• **Set problem A**
Quote the Mexico travel text word for word from "I have just" up to and including "for good causes.".
• **Set problem B**
In the Mexico travel text, where does the writer say you should negotiate hard with sellers while shopping?

• **Text section**
+ + + + + + +

How could one avoid the tourist traps in Mexico?
In Mexico, you don’t come across the tourist traps much, except for the “boho chic” places like Tulum, where prices are regulated according to the American tourist. The market places have various food stalls and it’s easy to travel without spending a lot of money on food. Corn, taco, quesadilla, stalls selling sope (a deep-fried masa cake consumed with various toppings), cheese assortments, tropical fruits, and cocktails are everywhere. I haven’t seen anyone giving higher prices to the tourists. It’s nice, not being have to bargain all the time. However, you should negotiate hard with sellers in touristic areas such as the Yucatan Peninsula and Chichen Itza while shopping. My best Mexican experiences in sum: the Day of the Dead celebrations in Oaxaca, the majestic museums of Mexico City, swimming in the cenotes of the Yucatan Peninsula, cycling along Tulum beaches, being able to use the beaches of whatever hotel or resort you like, and watching the surfers in San Pancho in Nayarit area at the sunset.
What’s next? What is the wandering spirit in you is chasing for now?
I have just got back from India. Last time, I was there four years ago. After I turned my face to Mexico, I feel that neglected “The East” a bit. I have a craving for India and I cannot stop it. So, I was there on New Year’s Eve. I would love India to on my path in the future and would like to come back and forth for good causes.

+ + + + + + +

• **Provided material**
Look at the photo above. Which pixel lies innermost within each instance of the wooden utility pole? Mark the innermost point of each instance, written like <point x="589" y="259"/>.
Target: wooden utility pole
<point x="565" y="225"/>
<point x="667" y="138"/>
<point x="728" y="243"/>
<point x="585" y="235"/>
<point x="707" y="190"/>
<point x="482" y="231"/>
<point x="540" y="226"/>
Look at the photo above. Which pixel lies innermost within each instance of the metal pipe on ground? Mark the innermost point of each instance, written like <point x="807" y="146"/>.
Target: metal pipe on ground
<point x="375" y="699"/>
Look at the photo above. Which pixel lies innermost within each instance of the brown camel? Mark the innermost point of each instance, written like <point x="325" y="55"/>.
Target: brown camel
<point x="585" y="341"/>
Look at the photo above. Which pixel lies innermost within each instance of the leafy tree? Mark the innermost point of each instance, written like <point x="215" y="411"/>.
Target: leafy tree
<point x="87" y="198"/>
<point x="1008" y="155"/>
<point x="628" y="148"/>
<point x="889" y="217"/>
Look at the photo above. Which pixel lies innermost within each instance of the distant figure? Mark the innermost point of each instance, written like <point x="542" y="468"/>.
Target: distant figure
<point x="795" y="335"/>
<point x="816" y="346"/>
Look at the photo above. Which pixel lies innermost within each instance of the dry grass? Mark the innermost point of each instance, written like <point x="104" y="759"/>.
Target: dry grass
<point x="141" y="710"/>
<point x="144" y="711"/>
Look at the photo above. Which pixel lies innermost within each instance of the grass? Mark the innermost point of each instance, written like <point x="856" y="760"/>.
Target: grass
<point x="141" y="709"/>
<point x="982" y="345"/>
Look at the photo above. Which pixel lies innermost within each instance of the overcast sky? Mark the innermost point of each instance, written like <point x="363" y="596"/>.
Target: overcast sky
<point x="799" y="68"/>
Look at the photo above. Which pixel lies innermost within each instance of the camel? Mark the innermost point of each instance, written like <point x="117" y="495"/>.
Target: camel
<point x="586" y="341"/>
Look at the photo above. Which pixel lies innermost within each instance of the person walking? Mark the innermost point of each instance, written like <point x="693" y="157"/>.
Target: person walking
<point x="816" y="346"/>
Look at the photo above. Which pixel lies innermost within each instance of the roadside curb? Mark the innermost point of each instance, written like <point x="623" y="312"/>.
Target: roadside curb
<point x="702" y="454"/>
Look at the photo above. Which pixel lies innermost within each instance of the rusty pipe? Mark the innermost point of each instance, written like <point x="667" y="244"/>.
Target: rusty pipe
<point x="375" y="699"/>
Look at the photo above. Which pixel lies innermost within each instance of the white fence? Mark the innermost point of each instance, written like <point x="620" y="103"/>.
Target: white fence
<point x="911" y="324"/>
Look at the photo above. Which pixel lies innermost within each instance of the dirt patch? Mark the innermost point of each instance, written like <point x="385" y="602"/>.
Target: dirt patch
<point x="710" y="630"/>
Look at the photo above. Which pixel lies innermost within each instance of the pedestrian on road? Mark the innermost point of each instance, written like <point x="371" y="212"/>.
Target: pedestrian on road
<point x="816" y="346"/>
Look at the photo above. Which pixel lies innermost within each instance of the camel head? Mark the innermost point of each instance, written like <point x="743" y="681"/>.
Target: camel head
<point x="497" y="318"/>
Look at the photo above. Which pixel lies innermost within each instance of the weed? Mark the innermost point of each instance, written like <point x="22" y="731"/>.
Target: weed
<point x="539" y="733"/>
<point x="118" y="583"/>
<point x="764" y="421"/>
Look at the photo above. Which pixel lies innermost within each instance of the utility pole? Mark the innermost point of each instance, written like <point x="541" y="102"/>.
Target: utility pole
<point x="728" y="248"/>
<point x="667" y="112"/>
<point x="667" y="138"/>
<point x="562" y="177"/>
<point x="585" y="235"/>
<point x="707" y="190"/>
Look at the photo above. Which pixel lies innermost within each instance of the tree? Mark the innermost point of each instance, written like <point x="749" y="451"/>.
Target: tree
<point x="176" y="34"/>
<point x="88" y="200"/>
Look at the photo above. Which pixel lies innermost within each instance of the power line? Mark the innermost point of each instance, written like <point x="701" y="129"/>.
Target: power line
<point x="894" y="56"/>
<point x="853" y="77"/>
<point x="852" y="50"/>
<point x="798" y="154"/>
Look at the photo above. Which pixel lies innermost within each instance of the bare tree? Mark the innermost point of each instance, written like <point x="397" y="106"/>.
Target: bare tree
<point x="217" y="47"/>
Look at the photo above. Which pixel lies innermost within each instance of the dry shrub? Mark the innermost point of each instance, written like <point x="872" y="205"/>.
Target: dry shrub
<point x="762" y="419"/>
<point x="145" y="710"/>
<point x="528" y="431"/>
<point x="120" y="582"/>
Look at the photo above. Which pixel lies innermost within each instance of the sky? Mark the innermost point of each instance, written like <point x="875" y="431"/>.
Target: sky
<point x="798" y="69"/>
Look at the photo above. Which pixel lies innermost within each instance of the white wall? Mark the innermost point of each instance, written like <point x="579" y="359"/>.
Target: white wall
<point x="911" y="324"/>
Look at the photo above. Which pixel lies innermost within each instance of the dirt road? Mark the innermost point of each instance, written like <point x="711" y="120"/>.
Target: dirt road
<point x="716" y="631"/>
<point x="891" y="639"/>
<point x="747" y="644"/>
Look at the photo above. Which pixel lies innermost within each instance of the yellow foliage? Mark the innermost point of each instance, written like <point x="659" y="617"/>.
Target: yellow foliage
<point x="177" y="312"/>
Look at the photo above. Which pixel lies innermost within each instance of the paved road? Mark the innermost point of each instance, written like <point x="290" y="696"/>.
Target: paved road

+ + + + + + +

• **Correct answer A**
I have just got back from India. Last time, I was there four years ago. After I turned my face to Mexico, I feel that neglected “The East” a bit. I have a craving for India and I cannot stop it. So, I was there on New Year’s Eve. I would love India to on my path in the future and would like to come back and forth for good causes.

• **Correct answer B**
In touristic areas such as the Yucatan Peninsula and Chichen Itza.